[Provided data start]

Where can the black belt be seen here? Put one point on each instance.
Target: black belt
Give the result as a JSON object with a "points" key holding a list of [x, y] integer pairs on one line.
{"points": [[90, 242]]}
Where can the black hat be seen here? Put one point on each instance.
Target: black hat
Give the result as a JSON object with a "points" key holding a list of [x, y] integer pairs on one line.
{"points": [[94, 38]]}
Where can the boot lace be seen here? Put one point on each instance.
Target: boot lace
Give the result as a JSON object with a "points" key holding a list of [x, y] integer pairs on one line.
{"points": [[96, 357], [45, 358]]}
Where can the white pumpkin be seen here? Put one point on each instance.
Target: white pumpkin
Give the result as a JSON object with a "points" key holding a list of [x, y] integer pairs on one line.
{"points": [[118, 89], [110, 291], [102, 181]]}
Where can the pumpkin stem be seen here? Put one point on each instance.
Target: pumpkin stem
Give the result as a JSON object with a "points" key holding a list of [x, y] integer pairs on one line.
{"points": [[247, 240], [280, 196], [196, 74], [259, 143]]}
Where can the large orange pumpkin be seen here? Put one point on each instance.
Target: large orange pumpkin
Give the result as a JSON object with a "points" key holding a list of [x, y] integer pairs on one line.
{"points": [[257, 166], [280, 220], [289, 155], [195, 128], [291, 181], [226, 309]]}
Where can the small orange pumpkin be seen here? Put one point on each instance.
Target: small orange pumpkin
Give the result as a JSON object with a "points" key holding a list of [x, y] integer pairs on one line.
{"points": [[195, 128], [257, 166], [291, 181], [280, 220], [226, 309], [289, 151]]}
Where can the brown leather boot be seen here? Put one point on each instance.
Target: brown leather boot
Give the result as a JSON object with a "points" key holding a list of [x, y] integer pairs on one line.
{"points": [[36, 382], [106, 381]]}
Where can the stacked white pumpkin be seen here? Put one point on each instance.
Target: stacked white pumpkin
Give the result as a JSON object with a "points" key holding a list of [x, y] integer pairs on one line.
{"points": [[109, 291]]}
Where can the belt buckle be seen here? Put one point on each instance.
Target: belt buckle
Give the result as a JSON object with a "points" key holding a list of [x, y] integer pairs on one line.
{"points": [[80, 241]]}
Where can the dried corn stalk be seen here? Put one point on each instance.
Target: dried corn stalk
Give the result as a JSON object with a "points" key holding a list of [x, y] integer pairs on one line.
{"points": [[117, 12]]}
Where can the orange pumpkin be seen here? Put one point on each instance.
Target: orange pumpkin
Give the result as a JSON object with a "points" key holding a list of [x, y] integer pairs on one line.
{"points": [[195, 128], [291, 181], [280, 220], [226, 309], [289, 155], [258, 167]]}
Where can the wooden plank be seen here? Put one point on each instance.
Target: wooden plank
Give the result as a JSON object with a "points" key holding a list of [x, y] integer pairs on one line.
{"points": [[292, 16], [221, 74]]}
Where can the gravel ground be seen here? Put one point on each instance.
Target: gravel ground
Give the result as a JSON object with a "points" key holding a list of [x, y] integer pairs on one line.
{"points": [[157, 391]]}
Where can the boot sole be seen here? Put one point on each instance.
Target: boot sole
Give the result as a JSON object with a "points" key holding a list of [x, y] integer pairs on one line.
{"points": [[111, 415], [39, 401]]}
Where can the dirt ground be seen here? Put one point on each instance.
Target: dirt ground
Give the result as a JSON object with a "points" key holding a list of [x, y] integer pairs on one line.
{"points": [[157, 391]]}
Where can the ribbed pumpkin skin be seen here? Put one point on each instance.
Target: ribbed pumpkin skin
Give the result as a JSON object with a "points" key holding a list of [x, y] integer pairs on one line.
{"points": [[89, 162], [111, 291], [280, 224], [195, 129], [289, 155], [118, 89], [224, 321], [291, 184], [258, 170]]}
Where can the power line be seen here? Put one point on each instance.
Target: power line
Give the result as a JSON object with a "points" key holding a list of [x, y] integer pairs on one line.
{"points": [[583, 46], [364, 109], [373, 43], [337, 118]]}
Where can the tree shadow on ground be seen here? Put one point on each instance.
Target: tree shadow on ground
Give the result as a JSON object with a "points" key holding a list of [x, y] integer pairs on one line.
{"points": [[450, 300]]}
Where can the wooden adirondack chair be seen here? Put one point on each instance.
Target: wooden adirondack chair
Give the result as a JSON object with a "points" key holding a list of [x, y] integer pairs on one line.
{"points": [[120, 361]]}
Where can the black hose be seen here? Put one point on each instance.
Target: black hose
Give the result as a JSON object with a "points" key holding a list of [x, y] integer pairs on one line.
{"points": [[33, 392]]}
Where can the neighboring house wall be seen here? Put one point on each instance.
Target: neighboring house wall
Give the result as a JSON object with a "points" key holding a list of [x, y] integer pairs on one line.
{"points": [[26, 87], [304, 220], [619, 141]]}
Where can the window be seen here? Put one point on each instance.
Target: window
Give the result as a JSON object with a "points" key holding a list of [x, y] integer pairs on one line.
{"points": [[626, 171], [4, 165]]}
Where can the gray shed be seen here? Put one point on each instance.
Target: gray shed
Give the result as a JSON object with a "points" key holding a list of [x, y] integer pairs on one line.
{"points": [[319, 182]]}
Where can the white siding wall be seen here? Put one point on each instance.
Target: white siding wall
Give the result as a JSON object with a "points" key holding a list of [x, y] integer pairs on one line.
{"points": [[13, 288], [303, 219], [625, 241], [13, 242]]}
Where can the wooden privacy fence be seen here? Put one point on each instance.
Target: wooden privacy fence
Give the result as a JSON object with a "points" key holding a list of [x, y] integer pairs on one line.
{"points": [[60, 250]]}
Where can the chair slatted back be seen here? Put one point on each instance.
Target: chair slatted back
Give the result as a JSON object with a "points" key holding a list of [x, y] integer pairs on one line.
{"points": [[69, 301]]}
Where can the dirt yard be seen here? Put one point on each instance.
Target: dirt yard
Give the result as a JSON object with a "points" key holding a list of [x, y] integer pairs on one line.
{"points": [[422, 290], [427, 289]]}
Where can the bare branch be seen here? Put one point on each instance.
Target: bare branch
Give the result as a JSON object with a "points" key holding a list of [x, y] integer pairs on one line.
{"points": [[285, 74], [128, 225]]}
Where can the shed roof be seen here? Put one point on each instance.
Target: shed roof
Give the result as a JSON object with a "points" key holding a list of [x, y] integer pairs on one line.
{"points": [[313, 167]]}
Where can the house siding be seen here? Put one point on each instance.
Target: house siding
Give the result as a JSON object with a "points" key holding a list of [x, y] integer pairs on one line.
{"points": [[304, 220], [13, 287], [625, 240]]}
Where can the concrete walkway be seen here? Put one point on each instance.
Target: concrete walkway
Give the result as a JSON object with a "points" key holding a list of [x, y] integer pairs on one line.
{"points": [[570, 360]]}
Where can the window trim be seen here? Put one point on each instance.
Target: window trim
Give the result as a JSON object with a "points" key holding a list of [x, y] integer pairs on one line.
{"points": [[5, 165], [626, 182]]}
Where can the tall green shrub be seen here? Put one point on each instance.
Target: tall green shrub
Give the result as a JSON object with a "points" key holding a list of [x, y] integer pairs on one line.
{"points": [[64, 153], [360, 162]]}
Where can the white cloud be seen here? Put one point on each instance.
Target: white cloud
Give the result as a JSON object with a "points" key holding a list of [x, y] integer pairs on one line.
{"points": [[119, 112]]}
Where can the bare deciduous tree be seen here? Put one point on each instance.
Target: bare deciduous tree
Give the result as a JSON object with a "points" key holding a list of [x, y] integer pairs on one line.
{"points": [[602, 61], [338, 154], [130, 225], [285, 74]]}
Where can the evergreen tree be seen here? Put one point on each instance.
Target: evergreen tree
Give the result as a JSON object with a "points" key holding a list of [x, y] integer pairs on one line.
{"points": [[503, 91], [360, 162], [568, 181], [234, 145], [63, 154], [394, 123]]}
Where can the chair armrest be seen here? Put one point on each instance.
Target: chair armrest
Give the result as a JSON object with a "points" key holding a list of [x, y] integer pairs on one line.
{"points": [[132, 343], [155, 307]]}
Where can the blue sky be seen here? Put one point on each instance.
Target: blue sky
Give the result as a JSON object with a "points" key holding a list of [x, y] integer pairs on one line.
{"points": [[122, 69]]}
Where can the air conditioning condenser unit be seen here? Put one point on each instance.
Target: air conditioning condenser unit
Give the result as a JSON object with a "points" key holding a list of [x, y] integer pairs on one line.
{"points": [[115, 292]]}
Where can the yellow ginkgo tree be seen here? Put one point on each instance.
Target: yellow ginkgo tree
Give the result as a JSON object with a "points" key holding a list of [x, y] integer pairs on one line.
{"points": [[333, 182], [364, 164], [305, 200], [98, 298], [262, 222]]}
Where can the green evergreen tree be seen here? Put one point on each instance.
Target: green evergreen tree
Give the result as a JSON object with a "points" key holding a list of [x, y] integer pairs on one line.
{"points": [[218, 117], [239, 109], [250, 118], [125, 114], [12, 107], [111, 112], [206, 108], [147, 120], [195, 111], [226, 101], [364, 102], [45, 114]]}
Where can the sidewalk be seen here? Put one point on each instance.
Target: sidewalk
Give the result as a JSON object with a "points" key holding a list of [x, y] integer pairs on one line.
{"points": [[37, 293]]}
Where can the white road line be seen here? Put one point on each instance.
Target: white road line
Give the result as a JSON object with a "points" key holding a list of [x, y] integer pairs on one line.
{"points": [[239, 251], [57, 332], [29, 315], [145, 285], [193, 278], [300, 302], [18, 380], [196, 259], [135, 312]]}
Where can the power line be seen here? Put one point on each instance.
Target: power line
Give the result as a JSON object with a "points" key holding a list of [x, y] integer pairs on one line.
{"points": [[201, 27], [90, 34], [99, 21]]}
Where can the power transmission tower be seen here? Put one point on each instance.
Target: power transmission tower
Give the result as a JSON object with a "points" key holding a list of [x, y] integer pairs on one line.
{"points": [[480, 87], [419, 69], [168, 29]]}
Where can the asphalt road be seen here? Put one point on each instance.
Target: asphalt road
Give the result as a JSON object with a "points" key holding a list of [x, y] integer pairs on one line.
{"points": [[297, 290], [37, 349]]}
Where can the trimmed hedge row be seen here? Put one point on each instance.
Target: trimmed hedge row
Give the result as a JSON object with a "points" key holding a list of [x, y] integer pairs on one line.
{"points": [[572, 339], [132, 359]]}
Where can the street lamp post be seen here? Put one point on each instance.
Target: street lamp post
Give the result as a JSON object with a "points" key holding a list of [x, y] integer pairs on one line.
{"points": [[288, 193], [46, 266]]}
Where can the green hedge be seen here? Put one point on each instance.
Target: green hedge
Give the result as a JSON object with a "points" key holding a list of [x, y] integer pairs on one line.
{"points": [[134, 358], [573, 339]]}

[Provided data end]

Problem:
Rewrite the rows from the line with "Where can the street" through the end of the rows, changing "integer pairs" to "whole-number pairs" and leaving everything else the same. Give only those lines.

Answer below:
Where can the street lamp post be seen here? Put one point on each instance.
Target: street lamp post
Give the result as a JSON object with a "points" key holding a list of [x, y] whole-number pairs on one line.
{"points": [[288, 193], [46, 266]]}
Where can the green hedge be seen here? Put one point on each instance.
Target: green hedge
Give the result as a JSON object with a "points" key holding a list of [x, y] whole-number pairs on one line.
{"points": [[134, 358], [573, 339]]}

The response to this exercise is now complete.